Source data
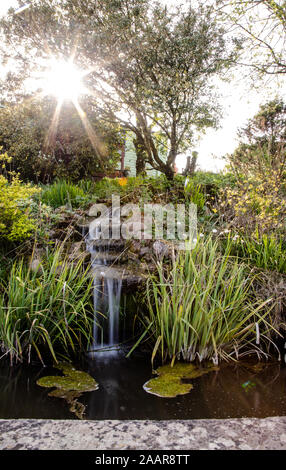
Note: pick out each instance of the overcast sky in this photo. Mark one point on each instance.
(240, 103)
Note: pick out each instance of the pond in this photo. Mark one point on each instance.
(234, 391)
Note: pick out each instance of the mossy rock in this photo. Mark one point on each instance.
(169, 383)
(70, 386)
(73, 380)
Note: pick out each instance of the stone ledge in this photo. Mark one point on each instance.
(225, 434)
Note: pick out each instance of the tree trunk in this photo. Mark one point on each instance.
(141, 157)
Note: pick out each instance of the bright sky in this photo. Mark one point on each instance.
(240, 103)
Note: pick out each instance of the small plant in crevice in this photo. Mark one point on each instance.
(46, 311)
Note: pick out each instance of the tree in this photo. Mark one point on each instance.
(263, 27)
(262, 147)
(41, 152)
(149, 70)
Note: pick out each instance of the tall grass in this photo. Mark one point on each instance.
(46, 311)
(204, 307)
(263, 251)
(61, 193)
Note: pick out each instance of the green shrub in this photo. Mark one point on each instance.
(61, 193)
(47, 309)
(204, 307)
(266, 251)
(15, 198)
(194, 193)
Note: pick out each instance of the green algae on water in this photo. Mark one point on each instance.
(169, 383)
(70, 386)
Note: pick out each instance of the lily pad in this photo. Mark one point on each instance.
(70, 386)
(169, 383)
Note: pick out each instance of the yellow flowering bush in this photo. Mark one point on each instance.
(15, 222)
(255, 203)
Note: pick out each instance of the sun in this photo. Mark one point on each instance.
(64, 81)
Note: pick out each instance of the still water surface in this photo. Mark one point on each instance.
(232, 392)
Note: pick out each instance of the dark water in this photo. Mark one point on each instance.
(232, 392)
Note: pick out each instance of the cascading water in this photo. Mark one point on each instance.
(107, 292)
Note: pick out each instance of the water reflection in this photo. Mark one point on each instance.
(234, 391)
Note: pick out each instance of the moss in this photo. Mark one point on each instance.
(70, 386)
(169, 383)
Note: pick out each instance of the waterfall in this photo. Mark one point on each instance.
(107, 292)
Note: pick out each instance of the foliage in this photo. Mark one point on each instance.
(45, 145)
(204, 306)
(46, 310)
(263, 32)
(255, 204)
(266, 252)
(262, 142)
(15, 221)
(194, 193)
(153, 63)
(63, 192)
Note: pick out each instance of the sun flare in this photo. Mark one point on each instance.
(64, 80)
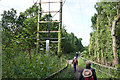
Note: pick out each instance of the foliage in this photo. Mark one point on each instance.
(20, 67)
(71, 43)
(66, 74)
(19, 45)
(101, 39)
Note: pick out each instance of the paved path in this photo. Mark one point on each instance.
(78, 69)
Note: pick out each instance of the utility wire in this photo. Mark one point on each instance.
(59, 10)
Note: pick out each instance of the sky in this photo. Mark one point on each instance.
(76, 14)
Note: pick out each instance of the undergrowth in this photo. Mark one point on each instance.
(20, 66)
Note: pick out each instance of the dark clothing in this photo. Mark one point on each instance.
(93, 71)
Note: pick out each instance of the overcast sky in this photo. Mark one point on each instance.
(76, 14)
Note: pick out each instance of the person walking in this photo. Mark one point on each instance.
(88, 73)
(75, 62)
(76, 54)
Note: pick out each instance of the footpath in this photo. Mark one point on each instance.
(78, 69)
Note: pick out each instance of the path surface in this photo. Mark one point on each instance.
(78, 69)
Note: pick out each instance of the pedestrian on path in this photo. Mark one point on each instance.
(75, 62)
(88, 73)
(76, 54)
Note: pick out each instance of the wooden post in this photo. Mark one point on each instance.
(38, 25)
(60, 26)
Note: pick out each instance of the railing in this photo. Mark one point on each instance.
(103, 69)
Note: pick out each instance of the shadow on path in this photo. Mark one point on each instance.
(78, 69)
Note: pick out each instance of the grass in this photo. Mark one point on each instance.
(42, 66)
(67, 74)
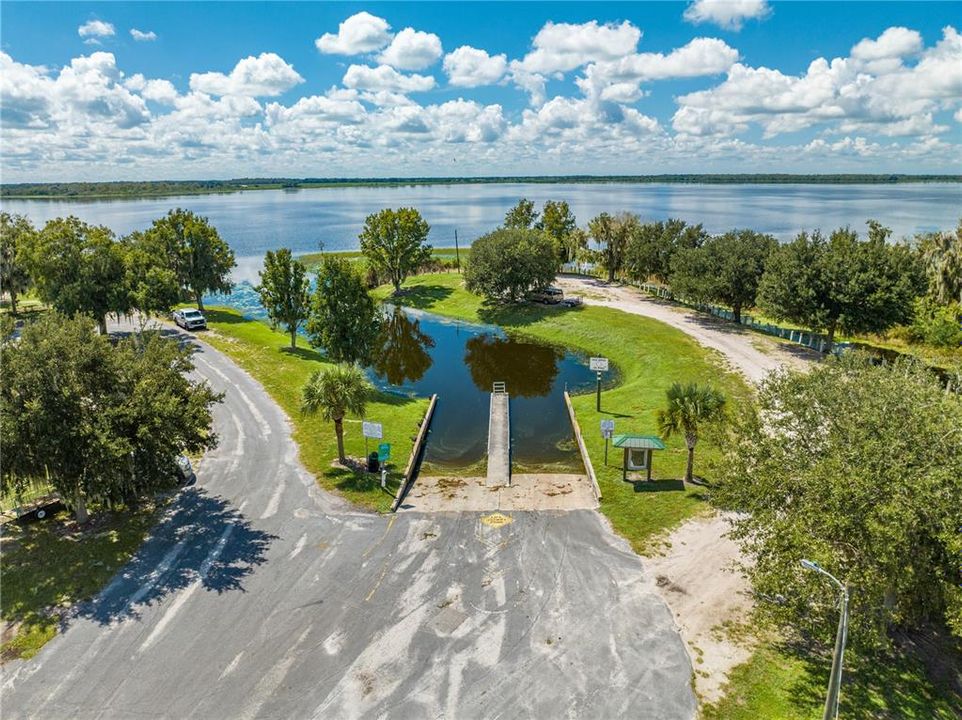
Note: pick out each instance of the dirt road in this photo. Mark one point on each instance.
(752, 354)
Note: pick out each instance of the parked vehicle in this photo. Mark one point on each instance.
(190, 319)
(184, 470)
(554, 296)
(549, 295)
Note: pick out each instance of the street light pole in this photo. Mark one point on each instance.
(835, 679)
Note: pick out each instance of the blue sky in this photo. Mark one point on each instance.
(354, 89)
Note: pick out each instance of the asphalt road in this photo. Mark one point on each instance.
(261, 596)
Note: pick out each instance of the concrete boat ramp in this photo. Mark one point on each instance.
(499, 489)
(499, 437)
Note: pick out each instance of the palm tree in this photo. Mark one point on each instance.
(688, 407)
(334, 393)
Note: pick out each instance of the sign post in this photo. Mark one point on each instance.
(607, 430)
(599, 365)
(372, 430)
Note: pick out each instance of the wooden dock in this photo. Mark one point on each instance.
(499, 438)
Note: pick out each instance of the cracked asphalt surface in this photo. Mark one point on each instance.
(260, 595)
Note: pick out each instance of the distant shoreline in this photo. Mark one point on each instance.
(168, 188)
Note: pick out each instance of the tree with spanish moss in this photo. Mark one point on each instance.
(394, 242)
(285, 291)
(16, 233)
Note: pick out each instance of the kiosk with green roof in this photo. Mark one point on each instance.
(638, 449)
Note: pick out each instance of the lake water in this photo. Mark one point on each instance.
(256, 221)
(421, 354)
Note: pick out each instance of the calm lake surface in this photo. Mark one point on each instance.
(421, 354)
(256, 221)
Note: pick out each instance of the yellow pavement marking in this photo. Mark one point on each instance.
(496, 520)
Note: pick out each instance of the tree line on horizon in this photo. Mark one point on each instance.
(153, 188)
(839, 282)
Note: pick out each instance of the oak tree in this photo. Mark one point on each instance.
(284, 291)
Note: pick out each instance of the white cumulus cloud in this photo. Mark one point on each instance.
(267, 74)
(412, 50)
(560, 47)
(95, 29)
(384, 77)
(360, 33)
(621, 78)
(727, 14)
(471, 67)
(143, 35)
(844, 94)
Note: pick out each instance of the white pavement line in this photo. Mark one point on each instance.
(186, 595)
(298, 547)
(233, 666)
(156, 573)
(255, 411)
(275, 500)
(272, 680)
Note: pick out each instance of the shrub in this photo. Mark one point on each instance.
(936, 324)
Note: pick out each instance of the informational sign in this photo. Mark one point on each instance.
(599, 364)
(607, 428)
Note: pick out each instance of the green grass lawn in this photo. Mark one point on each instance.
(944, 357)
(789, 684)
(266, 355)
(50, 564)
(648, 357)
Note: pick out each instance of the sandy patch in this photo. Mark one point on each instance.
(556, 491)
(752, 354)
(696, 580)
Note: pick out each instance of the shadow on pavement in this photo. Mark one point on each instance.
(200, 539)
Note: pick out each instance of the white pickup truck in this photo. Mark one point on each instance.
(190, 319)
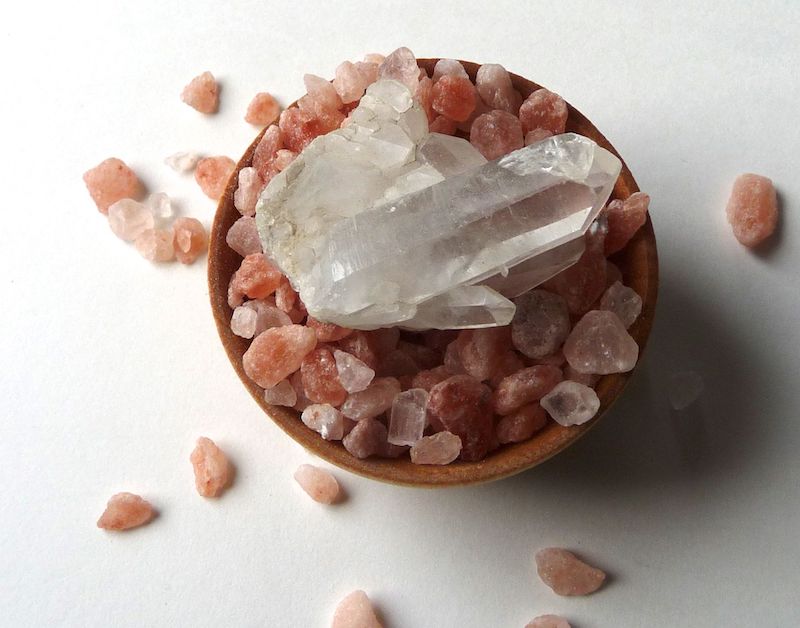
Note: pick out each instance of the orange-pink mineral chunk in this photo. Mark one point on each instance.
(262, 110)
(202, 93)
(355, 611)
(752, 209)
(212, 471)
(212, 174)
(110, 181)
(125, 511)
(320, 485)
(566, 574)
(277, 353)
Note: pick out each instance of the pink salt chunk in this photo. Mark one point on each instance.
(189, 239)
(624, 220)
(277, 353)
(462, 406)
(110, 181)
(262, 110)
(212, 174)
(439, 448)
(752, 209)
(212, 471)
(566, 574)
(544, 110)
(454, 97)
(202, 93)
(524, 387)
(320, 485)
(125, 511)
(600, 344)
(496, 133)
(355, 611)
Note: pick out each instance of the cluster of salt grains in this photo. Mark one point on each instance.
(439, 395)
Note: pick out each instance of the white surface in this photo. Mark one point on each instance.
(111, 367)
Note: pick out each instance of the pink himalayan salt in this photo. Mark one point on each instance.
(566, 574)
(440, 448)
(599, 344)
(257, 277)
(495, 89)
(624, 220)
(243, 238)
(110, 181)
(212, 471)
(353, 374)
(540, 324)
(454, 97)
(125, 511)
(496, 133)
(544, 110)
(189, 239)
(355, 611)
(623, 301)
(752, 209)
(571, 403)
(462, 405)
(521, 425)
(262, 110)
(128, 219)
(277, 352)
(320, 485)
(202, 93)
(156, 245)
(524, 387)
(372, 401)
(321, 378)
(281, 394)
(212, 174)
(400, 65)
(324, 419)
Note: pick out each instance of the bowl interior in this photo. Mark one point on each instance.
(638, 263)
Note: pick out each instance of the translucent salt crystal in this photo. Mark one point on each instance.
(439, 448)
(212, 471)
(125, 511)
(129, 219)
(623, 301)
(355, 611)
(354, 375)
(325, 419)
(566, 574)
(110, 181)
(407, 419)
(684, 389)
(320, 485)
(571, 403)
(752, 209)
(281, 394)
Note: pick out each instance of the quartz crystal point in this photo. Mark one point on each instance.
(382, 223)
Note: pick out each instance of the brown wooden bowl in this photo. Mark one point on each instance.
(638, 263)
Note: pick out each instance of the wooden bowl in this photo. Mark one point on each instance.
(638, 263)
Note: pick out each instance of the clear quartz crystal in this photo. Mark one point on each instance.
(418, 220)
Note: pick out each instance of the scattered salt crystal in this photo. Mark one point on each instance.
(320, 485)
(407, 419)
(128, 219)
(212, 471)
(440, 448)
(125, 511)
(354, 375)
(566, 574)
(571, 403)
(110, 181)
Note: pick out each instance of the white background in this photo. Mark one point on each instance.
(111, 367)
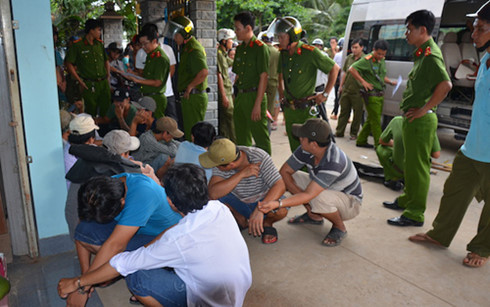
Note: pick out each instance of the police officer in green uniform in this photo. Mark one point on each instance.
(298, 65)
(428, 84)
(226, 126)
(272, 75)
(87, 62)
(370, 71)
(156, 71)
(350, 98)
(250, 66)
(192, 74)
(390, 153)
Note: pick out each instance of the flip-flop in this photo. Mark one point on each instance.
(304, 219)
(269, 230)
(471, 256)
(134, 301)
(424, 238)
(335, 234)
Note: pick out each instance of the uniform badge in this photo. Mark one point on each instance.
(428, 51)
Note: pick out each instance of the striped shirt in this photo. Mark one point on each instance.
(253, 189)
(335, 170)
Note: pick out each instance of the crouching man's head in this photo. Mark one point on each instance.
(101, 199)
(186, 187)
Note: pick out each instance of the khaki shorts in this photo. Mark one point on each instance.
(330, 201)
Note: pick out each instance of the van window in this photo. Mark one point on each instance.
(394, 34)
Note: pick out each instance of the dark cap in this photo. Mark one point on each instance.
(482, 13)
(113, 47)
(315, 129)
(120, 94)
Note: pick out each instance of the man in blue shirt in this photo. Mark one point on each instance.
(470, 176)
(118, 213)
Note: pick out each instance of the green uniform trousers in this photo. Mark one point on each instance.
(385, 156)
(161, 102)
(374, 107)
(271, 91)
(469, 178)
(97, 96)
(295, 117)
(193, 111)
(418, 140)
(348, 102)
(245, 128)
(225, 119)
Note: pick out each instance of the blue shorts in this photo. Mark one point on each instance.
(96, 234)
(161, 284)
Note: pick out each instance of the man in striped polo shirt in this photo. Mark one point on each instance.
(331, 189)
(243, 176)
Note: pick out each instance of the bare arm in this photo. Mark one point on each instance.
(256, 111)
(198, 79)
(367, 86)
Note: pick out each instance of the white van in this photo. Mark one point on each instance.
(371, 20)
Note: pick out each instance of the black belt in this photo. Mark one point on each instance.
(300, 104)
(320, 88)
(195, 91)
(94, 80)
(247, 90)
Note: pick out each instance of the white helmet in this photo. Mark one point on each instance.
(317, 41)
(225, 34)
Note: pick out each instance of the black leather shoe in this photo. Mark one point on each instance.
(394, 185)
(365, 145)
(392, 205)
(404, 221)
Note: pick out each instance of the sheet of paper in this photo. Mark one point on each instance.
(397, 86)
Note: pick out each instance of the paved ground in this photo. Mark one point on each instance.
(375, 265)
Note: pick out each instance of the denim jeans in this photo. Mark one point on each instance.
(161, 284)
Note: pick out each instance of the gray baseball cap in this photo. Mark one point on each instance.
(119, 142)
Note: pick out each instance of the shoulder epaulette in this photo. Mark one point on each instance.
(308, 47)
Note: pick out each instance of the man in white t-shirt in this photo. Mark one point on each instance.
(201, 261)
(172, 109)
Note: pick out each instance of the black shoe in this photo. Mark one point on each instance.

### Task objective
Could you reproduce, exactly as written, the lines running from the one with "Note: pick out each instance of the gray" to the end of the entries above?

### Answer below
Note: pick out each instance of the gray baseball cap in this photo. Mark one point on each instance.
(119, 142)
Note: pick out each instance of the shoulder epaulette in this photo. Mark one point on each instance.
(308, 47)
Note: pick out each instance of the man in white t-shirt in this photo. Mark one point on each instance.
(201, 261)
(172, 109)
Note: pick out each instance of the black shoe in this photo. Mark one point on each instance.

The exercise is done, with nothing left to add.